Do this => Nothing before the line containing "One point rides on each instance of the cluster" belongs in the answer; quote that line and all lines after it through the end of the material, word for word.

Task inputs =>

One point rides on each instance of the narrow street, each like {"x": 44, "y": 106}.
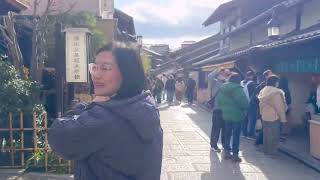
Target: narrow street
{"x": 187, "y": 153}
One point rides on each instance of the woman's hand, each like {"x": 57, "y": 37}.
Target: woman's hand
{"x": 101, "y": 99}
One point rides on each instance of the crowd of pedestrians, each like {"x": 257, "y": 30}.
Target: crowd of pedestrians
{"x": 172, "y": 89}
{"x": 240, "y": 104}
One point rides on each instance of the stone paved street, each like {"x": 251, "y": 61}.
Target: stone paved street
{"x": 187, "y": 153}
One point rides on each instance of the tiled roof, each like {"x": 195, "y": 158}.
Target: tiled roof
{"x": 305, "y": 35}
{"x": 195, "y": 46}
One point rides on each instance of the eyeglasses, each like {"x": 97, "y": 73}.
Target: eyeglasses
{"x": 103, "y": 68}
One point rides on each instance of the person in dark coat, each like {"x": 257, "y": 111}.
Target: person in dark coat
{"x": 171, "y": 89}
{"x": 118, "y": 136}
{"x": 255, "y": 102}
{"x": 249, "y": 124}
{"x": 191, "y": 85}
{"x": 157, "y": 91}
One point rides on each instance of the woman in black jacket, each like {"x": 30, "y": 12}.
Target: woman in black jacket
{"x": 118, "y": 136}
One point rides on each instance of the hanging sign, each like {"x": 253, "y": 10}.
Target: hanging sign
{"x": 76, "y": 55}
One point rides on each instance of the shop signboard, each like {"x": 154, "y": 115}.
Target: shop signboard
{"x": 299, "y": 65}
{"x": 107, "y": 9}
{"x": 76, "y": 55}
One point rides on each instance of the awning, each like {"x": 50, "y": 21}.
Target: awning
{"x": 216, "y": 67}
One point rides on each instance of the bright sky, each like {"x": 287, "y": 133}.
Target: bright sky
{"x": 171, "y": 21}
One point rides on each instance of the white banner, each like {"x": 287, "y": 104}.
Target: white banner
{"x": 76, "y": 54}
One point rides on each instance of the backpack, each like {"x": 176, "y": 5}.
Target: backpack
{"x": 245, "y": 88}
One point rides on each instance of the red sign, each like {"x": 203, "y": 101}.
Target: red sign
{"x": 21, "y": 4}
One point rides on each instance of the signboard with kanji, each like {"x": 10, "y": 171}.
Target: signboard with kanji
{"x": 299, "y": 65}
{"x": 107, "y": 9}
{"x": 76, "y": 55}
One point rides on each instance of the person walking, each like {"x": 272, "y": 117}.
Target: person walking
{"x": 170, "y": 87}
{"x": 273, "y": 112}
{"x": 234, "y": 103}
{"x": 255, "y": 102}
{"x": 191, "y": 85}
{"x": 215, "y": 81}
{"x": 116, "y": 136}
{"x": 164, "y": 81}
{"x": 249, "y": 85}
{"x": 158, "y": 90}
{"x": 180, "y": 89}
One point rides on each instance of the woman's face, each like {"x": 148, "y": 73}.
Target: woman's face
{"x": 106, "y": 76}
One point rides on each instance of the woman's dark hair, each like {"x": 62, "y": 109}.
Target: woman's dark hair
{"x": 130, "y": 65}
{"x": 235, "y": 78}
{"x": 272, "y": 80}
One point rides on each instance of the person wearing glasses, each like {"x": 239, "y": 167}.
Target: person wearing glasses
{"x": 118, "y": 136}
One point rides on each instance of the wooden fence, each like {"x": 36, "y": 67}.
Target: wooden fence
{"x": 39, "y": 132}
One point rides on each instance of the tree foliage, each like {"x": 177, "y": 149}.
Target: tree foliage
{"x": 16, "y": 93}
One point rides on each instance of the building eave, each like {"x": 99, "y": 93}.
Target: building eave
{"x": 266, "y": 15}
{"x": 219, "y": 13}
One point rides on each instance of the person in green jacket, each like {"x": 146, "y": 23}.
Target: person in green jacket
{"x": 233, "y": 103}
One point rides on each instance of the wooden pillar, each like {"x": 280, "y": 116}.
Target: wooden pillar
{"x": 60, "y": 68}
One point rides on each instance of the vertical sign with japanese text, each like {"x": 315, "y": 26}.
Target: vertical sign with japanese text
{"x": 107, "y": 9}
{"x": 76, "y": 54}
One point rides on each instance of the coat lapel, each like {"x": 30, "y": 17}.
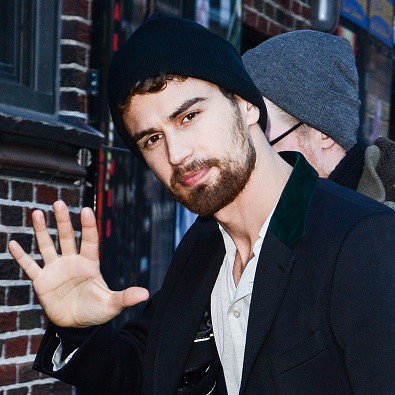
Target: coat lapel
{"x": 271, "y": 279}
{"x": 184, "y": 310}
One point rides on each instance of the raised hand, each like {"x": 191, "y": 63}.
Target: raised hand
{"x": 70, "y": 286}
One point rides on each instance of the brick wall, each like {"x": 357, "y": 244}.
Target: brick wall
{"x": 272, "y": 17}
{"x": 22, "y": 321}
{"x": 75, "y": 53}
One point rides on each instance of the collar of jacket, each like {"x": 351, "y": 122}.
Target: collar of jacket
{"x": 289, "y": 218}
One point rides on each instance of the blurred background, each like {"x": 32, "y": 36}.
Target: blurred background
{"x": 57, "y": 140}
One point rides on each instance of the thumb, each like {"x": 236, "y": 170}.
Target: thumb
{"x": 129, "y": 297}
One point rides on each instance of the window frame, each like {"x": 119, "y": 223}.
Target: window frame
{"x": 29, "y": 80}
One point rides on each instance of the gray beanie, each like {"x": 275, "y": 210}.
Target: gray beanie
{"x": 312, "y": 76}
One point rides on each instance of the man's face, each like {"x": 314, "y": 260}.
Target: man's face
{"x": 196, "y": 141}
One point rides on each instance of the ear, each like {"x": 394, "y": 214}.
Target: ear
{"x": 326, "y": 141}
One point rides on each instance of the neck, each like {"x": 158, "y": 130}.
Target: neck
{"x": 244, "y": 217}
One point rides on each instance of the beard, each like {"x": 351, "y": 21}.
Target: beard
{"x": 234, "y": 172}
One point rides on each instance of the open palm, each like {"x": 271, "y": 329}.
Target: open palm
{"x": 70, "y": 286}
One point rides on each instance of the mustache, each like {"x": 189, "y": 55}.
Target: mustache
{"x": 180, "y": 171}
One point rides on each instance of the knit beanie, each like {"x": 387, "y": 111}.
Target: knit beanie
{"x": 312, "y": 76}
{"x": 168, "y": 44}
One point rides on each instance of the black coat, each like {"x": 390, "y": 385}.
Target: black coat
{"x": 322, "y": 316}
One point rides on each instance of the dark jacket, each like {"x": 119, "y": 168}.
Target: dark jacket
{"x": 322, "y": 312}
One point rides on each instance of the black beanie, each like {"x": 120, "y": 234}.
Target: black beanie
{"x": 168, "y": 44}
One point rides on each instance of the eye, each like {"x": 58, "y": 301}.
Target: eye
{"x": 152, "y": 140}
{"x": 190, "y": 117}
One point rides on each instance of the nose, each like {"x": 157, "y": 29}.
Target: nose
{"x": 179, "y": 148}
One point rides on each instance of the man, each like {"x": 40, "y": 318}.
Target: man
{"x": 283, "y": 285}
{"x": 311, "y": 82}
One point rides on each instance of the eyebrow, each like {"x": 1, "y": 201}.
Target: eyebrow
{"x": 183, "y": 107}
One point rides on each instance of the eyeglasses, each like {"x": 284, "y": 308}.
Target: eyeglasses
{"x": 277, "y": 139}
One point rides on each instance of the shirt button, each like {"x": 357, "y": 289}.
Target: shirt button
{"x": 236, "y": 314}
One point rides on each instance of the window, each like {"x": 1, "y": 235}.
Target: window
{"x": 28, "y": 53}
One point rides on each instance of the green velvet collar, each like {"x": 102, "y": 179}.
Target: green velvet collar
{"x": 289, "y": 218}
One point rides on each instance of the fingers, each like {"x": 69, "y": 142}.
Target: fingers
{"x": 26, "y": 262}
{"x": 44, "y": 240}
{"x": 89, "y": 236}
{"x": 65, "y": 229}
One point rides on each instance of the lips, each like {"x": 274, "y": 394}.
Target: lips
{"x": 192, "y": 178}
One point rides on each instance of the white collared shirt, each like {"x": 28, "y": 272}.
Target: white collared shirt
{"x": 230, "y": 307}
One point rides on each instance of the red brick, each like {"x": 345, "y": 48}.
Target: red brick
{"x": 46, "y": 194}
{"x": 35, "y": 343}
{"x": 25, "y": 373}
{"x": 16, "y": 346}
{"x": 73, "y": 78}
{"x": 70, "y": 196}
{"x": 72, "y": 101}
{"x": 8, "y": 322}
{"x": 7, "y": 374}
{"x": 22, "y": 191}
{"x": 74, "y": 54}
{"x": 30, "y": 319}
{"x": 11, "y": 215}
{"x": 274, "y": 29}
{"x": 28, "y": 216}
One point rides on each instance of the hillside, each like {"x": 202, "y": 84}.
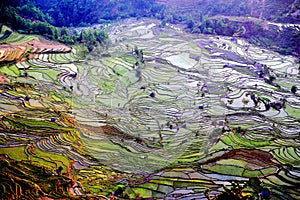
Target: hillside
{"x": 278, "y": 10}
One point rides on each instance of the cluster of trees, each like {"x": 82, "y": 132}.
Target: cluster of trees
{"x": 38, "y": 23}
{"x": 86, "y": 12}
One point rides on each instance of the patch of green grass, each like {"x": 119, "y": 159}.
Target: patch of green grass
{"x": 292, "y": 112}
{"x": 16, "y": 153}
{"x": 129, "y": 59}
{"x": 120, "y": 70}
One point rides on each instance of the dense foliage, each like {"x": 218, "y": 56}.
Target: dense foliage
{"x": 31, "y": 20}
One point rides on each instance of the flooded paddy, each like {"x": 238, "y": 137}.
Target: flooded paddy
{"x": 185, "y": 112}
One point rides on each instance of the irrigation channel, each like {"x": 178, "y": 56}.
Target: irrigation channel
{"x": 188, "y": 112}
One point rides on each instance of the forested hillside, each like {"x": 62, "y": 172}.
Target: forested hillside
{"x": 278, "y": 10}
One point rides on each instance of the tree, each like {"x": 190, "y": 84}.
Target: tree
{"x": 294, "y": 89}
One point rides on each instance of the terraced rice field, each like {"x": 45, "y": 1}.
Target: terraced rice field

Answer for the task =>
One point rides on each instance of the cluster of trees, each like {"x": 82, "y": 132}.
Target: cluster of trees
{"x": 38, "y": 23}
{"x": 86, "y": 12}
One point rides on each instance of the patch of green grass, each like {"x": 119, "y": 159}.
Target: patch of green grass
{"x": 292, "y": 112}
{"x": 16, "y": 153}
{"x": 129, "y": 59}
{"x": 120, "y": 70}
One point rides on each instance of the dense foliage, each like {"x": 218, "y": 56}.
Target: dense foliage
{"x": 31, "y": 20}
One point rides on each instance of the flooded paddy, each like {"x": 238, "y": 137}.
Target: flooded paddy
{"x": 185, "y": 112}
One point rides on each instance of the irrigation channel, each like {"x": 178, "y": 56}.
Target: irrigation channel
{"x": 188, "y": 112}
One point rides on each instance of the forested hillside, each like {"x": 62, "y": 172}.
Target: forested hillside
{"x": 278, "y": 10}
One point rides on each instance of the tree, each like {"x": 190, "y": 84}.
Target: tree
{"x": 294, "y": 89}
One point rides on each instance of the terraced rice field, each like {"x": 45, "y": 1}.
Target: terraced rice field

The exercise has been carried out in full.